Problem requirements: I need the records below retyped exactly.

[Phrase grounding data]
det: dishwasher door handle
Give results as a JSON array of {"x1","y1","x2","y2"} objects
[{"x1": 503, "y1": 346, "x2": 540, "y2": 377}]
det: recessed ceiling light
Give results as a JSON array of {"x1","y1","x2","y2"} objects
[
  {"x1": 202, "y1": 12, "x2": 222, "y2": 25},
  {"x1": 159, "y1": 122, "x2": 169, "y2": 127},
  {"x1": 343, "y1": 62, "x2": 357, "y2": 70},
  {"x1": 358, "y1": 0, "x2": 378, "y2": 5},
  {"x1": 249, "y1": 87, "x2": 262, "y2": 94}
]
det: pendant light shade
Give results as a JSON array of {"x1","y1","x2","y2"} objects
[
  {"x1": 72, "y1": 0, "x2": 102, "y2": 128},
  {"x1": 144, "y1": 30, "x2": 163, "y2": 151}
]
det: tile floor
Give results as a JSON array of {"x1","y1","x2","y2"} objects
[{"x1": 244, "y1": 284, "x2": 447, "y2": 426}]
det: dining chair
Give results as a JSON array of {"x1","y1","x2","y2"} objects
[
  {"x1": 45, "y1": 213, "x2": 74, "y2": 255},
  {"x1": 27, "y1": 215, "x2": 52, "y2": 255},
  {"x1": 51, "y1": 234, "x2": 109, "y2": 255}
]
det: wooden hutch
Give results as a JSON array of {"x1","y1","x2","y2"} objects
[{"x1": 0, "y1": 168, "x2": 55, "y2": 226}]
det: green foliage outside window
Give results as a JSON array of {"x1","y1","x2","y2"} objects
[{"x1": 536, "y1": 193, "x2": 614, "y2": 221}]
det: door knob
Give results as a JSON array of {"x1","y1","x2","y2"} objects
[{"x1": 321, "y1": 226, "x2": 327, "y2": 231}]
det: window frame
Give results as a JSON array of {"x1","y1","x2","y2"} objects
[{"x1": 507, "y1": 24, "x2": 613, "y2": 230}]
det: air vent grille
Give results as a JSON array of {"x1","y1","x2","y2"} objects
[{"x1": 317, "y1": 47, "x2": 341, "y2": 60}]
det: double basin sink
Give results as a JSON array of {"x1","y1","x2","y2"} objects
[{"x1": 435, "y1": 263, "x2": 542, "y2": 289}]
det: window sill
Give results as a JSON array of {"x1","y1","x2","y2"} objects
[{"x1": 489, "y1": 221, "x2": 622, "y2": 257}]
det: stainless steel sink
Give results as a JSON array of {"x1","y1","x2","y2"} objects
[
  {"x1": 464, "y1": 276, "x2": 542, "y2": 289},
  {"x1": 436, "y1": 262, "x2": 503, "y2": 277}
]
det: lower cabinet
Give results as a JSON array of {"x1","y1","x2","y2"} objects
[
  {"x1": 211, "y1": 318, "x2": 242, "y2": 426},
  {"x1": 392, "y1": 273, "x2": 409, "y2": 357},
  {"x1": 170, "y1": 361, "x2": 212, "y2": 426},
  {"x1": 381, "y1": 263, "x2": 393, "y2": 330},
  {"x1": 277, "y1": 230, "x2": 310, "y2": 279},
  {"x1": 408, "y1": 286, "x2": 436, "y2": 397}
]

Solution for this exercise:
det: dishwasher door handle
Give results as a JSON array of {"x1","y1","x2","y2"} objects
[{"x1": 503, "y1": 346, "x2": 540, "y2": 377}]
det: recessed ceiling light
Give results as a JSON array of {"x1","y1","x2","y2"} objects
[
  {"x1": 202, "y1": 12, "x2": 222, "y2": 25},
  {"x1": 159, "y1": 122, "x2": 169, "y2": 127},
  {"x1": 343, "y1": 62, "x2": 357, "y2": 70},
  {"x1": 358, "y1": 0, "x2": 378, "y2": 5},
  {"x1": 249, "y1": 87, "x2": 262, "y2": 94}
]
det: pendant light shade
Give results as a JSON array of {"x1","y1","x2","y2"} objects
[
  {"x1": 72, "y1": 0, "x2": 102, "y2": 128},
  {"x1": 144, "y1": 30, "x2": 163, "y2": 151}
]
det: tile floor
Give results as a JSON array of {"x1","y1","x2","y2"} objects
[{"x1": 244, "y1": 284, "x2": 447, "y2": 426}]
det: dining chair
Give results as a JSON array of {"x1","y1","x2","y2"} objects
[
  {"x1": 45, "y1": 213, "x2": 74, "y2": 255},
  {"x1": 27, "y1": 215, "x2": 52, "y2": 255},
  {"x1": 51, "y1": 234, "x2": 109, "y2": 255}
]
det: wooden hutch
Give results as a JSON array of {"x1","y1","x2","y2"} objects
[{"x1": 0, "y1": 168, "x2": 55, "y2": 226}]
det: green foliage outside window
Give results as a JSON array of {"x1","y1","x2","y2"} objects
[{"x1": 536, "y1": 193, "x2": 614, "y2": 221}]
det: door knob
Give results as a JSON array of {"x1","y1","x2","y2"} objects
[{"x1": 321, "y1": 226, "x2": 327, "y2": 231}]
det: window frame
Give results as a JSON array of {"x1","y1","x2","y2"} objects
[{"x1": 507, "y1": 24, "x2": 613, "y2": 230}]
det: air vent grille
Give results as a JSON array of {"x1","y1","x2","y2"} objects
[{"x1": 317, "y1": 47, "x2": 341, "y2": 60}]
det: double basin sink
Give results as a JSON array of {"x1","y1","x2","y2"} objects
[{"x1": 435, "y1": 263, "x2": 542, "y2": 289}]
det: window sill
Give results as a JSON array of {"x1","y1","x2","y2"} objects
[{"x1": 489, "y1": 221, "x2": 622, "y2": 257}]
det: stainless steel sink
Give results as a JSON array of {"x1","y1","x2","y2"} objects
[
  {"x1": 464, "y1": 276, "x2": 542, "y2": 289},
  {"x1": 436, "y1": 262, "x2": 503, "y2": 277}
]
det: lower cabinet
Give results as a JSON array of {"x1","y1","x2","y2"} objects
[
  {"x1": 211, "y1": 318, "x2": 242, "y2": 426},
  {"x1": 392, "y1": 273, "x2": 409, "y2": 357},
  {"x1": 170, "y1": 361, "x2": 212, "y2": 426},
  {"x1": 381, "y1": 263, "x2": 393, "y2": 330},
  {"x1": 277, "y1": 230, "x2": 310, "y2": 279},
  {"x1": 408, "y1": 286, "x2": 436, "y2": 397}
]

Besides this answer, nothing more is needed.